■ **TRY IT**
Copy each line below in which the string "instance" appears.

■ **EXERCISE MATERIALS**

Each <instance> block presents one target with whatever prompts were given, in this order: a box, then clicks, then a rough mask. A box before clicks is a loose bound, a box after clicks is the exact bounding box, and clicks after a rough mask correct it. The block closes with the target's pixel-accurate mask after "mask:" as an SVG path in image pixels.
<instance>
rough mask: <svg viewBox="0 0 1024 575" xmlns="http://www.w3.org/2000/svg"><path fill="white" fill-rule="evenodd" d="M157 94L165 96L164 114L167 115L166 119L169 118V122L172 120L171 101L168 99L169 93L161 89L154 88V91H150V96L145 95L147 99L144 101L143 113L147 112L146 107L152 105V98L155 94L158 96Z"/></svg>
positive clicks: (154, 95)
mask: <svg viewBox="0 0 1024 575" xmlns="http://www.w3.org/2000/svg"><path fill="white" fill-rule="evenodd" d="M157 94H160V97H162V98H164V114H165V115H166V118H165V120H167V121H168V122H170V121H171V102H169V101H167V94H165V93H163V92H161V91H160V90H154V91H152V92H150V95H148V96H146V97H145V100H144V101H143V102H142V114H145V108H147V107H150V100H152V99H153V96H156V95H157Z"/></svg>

■ **TASK SOLUTION**
Each <instance> block presents one target with whatever prompts were given, in this order: a box, then clicks, then a rough mask. A box before clicks is a loose bound, a box after clicks is the exact bounding box, and clicks after a rough mask correct it. The block closes with the target's pixel-accurate mask after "mask:" as an SVG path in image pixels.
<instance>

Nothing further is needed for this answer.